**What to work on:**
Locate each line in the records below that contains the string "background", matching case, and copy those lines out.

**Raw records:**
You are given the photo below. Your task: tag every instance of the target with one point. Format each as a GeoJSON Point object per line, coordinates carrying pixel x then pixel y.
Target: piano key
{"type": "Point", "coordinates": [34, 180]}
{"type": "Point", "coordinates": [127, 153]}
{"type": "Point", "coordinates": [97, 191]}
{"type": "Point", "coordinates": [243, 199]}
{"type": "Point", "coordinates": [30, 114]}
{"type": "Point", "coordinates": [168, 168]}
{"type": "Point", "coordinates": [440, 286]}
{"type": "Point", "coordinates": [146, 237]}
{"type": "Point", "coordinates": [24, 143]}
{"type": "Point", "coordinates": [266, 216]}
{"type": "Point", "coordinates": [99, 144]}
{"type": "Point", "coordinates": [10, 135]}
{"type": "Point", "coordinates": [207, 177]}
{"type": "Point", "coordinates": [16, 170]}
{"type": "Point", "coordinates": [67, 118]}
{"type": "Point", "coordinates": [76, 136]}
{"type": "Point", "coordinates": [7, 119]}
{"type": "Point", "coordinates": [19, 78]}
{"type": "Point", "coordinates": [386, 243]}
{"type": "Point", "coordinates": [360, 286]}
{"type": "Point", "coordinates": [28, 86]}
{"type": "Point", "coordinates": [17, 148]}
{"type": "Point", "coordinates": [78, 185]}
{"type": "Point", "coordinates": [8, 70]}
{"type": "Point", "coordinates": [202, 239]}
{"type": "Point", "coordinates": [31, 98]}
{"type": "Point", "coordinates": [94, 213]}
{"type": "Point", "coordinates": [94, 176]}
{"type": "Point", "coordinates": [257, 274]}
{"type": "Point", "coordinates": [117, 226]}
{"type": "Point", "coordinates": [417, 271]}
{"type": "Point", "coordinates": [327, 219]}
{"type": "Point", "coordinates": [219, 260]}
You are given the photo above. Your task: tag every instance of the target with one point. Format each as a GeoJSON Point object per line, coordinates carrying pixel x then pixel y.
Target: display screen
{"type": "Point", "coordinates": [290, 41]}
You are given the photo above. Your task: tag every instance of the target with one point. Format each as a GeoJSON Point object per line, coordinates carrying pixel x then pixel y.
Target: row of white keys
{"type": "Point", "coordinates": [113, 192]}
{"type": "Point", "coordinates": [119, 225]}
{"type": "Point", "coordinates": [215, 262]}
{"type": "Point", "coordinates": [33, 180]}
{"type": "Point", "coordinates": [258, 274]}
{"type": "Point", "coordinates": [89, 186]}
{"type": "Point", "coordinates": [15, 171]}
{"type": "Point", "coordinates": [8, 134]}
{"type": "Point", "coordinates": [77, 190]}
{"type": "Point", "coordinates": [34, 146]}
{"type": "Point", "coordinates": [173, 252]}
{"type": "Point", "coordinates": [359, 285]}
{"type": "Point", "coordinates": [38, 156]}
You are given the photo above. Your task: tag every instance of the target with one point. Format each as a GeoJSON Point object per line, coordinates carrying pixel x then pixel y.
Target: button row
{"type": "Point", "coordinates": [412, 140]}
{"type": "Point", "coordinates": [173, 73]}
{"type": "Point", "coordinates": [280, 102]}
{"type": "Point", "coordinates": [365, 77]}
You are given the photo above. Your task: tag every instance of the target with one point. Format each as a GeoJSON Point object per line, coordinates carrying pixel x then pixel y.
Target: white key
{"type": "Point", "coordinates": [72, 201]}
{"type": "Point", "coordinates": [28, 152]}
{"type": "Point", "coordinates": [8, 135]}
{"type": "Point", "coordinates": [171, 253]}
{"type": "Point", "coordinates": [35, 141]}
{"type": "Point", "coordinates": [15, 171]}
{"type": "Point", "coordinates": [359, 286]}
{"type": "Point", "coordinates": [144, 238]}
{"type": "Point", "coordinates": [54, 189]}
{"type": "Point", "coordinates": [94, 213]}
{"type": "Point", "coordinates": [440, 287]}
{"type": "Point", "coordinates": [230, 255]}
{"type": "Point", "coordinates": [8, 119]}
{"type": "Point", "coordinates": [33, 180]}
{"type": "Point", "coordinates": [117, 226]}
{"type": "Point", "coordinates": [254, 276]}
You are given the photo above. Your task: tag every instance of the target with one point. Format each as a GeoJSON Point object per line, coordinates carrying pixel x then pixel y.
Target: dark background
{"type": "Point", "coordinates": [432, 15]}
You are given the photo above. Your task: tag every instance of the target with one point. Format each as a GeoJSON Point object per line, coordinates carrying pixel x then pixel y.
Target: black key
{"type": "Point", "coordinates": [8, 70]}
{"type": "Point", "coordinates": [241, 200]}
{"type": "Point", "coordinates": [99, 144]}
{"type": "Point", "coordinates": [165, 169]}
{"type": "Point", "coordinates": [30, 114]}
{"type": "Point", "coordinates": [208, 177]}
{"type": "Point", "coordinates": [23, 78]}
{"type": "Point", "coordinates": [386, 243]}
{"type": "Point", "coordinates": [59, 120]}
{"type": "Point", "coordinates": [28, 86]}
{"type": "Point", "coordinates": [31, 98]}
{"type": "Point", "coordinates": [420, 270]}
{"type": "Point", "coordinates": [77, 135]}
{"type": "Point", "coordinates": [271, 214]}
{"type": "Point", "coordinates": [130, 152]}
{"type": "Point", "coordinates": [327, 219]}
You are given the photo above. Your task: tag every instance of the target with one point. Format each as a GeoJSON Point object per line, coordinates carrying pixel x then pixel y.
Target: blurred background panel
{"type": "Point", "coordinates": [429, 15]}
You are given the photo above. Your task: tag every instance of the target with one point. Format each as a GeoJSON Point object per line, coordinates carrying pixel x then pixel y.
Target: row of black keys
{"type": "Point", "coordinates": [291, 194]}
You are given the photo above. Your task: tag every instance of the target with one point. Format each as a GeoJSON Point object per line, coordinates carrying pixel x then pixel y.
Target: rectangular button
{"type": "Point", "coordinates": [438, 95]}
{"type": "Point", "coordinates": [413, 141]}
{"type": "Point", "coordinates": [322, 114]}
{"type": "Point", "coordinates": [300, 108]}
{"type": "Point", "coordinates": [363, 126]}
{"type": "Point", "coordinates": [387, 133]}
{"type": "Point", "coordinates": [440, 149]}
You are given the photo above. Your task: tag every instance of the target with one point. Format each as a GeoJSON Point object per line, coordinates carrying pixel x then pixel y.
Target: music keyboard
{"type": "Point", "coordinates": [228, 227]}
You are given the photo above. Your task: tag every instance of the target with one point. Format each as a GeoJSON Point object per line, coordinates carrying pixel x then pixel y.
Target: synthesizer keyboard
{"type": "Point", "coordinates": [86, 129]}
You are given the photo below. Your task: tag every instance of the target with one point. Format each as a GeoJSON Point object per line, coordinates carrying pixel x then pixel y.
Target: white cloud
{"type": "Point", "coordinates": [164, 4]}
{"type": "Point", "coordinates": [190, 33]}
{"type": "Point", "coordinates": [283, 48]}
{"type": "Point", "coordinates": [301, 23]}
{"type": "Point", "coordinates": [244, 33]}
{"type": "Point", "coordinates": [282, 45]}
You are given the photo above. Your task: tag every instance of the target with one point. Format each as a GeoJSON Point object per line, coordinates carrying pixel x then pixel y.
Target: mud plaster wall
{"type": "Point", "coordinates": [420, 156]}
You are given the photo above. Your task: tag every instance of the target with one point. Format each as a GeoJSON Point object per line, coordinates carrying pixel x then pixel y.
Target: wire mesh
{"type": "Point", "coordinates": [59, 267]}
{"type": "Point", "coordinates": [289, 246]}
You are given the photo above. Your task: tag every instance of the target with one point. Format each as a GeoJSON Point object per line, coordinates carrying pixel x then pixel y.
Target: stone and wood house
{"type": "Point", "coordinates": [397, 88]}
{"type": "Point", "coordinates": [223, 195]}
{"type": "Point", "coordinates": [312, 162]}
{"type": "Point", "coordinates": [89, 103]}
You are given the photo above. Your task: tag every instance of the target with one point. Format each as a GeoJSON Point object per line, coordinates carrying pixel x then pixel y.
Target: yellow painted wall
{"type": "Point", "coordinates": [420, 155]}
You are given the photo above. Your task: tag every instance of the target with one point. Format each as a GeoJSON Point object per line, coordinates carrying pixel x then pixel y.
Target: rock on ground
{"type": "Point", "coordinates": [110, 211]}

**Written response:**
Target: dark background
Target: blurred background panel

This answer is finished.